*Text under study*.
The Centre for Sustainable Farming Systems works to increase farm productivity without further degrading water, land and soils. Addressing the challenges posed by climate change and increasing human population, the centre’s research focuses on optimising crop production in rotation with legume pastures, and increasing biological nitrogen fixation while minimising impact on the environment.
The centre’s core research areas
We apply multi and inter-disciplinary research to investigate and understand the health and biosecurity challenges that threaten humans, animals, plants and their shared environment.
Legumes and nitrogen fixation
Legume Rhizobium Sciences focuses on understanding the basic biology of rhizobia-legume symbioses and their application in the field to improve agricultural productivity and sustainability.
We focus on managing grain protein and quality through manipulating organic and fertiliser sources of nitrogen.
Our research also examines integrated weed management, maximise production farming systems based on water use, and minimising biotic threats to production through systems integration.
Building robust land use options
We have a strong focus on developing farming enterprises to suit environmental constraints and conservation agriculture and soil fertility, including rehabilitation of poor or damaged soils.
We also investigate precision and remote data collection technologies and advanced agricultural chemistry.
Consumers, markets, politics and education
We undertake research that assesses consumer concerns, markets and attitudes to different systems of agricultural production, for example. organic versus industrial; rainfed versus irrigated; live export versus manufactured meat.
We also evaluate the environmental consequences of different land uses in the agricultural space.

*Work instructions*.
Answer these questions from the centre overview.
(a) Besides optimizing crop production in rotation with legume pastures, what does the centre's research aim to increase?
(b) What does Legume Rhizobium Sciences focus on understanding?
(c) Which two kinds of data collection technologies does the centre investigate?
This material has no connection to the centre overview above it.

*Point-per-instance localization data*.

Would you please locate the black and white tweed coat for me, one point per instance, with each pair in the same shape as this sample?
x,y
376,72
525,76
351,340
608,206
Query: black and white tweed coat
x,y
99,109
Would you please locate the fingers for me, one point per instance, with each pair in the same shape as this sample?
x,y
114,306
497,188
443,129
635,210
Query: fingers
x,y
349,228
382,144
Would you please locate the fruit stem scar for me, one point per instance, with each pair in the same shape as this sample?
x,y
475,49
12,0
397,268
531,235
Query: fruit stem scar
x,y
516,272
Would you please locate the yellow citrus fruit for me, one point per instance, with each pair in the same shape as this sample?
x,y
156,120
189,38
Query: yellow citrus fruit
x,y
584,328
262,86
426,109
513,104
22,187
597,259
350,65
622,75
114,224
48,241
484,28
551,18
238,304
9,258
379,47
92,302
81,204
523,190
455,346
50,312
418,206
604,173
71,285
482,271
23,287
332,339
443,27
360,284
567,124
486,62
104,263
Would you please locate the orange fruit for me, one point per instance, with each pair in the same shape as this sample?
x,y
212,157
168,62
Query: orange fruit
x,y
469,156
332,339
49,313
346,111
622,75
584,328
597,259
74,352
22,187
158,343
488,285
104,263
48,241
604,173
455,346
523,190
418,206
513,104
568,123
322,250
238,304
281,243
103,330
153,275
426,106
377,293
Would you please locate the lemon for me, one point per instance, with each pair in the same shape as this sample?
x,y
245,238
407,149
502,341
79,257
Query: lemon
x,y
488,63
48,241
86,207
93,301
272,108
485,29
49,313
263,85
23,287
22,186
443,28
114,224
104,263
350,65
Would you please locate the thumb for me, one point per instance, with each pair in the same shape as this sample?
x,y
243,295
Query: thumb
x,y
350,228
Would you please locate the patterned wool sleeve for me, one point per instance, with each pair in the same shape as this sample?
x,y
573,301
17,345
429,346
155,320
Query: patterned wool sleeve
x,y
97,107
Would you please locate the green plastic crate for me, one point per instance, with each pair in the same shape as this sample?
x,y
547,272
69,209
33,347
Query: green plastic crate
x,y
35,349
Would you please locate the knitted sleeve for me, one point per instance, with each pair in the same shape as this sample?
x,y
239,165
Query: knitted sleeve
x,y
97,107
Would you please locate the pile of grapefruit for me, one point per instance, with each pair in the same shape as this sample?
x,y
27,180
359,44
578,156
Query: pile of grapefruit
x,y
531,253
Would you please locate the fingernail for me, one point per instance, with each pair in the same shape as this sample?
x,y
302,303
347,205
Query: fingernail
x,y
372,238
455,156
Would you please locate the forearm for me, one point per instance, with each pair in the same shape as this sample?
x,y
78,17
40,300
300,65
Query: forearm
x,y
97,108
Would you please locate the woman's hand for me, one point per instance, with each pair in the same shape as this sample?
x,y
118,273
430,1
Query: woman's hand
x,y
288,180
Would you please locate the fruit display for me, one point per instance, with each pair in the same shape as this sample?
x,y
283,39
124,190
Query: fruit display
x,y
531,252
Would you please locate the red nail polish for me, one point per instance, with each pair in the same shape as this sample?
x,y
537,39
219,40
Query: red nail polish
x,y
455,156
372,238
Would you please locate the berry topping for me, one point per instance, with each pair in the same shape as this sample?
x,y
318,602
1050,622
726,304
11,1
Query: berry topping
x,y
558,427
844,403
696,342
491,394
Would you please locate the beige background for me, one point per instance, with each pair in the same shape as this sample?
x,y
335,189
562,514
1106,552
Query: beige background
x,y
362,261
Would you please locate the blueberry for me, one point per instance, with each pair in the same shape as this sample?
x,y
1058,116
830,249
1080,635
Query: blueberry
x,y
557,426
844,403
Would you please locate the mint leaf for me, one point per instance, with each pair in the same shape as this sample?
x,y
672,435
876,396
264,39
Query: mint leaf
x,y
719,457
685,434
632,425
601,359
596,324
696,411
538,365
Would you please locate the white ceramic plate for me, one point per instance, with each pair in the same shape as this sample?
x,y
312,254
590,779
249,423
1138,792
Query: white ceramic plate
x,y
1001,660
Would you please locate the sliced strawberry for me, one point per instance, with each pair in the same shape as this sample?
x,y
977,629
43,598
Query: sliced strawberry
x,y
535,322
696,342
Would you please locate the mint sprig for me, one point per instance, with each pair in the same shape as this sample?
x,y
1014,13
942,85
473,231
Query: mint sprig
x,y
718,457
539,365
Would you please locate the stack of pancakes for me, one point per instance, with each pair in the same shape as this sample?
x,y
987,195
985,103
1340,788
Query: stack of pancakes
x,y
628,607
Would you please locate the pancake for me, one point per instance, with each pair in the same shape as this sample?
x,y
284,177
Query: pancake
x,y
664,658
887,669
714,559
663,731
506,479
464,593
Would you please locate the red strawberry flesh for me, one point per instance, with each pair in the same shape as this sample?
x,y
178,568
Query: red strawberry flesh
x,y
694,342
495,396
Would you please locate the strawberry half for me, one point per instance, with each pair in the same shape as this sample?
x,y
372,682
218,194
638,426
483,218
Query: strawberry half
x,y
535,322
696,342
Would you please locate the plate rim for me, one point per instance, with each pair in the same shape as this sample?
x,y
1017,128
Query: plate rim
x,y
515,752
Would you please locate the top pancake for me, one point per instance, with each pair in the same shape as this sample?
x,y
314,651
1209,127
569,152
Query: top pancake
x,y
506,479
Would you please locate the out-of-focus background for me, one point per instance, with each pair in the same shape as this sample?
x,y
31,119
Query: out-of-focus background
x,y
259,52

...

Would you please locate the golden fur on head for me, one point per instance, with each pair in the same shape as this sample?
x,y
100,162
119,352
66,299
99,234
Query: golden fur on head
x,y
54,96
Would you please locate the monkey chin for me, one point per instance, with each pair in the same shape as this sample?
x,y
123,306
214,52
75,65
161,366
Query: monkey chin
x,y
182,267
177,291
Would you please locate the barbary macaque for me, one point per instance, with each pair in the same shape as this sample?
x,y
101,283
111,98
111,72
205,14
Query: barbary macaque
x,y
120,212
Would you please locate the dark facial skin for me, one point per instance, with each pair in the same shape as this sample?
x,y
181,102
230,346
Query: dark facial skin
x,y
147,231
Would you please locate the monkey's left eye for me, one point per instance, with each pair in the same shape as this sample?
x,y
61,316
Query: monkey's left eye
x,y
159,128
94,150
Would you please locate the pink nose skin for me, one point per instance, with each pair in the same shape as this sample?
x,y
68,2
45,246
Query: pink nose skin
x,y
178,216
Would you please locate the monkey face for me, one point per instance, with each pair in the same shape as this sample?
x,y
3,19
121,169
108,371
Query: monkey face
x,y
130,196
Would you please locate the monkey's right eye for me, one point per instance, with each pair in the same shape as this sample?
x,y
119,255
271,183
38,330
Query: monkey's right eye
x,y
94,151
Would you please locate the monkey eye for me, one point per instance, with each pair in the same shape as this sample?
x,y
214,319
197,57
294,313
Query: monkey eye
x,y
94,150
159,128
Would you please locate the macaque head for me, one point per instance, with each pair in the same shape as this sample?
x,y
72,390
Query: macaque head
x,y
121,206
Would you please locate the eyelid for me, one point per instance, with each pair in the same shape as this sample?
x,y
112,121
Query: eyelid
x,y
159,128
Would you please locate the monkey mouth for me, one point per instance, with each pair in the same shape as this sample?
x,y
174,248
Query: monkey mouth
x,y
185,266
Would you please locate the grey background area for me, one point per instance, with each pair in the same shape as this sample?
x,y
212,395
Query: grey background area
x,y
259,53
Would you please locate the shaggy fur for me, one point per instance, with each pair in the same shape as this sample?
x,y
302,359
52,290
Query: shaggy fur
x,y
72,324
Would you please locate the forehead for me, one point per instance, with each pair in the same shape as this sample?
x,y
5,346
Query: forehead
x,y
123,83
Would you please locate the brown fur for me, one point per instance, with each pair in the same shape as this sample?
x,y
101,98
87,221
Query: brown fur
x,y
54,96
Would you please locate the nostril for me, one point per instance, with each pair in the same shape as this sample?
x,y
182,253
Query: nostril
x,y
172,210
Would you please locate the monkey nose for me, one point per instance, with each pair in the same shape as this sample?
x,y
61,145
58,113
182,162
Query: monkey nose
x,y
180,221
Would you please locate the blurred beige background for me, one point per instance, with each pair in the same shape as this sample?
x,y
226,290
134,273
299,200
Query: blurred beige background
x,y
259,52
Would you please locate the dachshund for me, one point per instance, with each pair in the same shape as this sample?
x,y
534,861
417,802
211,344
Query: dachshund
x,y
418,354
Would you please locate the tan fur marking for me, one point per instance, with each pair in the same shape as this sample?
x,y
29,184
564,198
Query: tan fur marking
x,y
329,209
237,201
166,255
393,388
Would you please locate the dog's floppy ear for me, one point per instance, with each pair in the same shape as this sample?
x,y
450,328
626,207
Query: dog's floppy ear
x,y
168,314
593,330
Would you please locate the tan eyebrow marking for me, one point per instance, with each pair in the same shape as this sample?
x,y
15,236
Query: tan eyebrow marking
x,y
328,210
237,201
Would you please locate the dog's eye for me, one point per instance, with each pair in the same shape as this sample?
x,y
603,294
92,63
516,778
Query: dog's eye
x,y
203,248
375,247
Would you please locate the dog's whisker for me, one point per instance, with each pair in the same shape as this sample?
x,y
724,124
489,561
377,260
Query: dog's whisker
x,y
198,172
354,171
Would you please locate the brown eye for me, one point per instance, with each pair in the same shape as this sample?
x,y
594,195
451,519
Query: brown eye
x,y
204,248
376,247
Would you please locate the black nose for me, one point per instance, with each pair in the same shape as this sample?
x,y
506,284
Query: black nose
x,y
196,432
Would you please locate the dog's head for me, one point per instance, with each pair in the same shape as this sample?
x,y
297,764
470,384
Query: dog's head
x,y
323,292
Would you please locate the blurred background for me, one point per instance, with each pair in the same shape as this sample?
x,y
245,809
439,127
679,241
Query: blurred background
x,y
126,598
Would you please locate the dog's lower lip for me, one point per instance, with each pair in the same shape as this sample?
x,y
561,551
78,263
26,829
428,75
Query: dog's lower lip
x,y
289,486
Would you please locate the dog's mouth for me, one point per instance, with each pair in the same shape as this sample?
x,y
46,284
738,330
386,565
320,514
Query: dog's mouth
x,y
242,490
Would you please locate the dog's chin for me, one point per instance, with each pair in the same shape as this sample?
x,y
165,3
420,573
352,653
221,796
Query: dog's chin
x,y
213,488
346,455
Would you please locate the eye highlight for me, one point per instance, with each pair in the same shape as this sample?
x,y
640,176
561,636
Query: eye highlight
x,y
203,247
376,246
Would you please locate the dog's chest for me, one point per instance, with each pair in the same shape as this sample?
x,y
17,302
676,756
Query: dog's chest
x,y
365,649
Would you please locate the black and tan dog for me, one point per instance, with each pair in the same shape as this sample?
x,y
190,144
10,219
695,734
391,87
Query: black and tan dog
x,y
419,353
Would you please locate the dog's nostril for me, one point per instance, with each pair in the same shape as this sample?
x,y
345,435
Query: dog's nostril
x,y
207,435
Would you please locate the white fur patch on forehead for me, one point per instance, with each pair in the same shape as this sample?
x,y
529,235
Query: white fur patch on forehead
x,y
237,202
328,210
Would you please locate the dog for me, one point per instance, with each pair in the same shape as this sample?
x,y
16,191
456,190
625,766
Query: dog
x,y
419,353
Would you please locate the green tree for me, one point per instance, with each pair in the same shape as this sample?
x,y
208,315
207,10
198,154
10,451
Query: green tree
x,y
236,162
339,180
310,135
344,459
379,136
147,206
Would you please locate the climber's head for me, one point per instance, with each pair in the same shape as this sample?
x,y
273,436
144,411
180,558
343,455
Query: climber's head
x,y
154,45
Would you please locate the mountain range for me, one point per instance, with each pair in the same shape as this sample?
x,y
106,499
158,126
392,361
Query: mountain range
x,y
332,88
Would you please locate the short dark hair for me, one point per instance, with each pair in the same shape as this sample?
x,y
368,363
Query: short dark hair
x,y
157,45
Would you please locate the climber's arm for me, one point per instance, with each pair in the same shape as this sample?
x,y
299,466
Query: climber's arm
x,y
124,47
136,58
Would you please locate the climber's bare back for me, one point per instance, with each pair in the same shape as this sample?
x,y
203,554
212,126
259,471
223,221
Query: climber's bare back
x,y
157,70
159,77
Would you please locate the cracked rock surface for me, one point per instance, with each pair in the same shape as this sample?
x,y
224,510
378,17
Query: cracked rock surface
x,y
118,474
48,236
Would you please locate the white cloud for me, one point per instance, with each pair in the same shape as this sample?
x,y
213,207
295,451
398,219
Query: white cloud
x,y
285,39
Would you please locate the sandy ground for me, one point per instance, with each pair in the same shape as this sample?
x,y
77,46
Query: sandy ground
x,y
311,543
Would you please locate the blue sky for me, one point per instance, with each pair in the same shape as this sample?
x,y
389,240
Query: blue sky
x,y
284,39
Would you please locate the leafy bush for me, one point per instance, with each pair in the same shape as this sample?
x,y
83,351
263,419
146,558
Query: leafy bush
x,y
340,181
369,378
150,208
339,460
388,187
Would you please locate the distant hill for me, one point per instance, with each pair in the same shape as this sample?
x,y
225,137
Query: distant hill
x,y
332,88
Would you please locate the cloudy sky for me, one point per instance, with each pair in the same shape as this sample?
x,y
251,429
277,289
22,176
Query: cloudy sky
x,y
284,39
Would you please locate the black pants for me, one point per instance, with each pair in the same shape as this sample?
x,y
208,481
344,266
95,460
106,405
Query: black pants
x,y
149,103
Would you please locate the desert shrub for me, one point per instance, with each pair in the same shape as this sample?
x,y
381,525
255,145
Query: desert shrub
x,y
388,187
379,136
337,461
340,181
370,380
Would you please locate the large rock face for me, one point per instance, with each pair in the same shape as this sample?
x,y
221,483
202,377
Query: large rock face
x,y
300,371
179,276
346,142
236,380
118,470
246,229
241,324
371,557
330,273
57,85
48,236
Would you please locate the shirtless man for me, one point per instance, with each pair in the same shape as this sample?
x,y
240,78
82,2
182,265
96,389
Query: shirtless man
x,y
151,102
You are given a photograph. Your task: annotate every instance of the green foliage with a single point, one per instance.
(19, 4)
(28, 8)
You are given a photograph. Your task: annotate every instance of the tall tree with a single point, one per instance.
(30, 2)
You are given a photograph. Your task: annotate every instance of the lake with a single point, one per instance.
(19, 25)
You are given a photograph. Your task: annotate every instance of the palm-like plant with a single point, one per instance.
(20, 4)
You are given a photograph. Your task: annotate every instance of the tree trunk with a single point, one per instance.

*Output of the task*.
(a) Biological nitrogen fixation.
(b) The basic biology of rhizobia-legume symbioses.
(c) Precision and remote data collection technologies.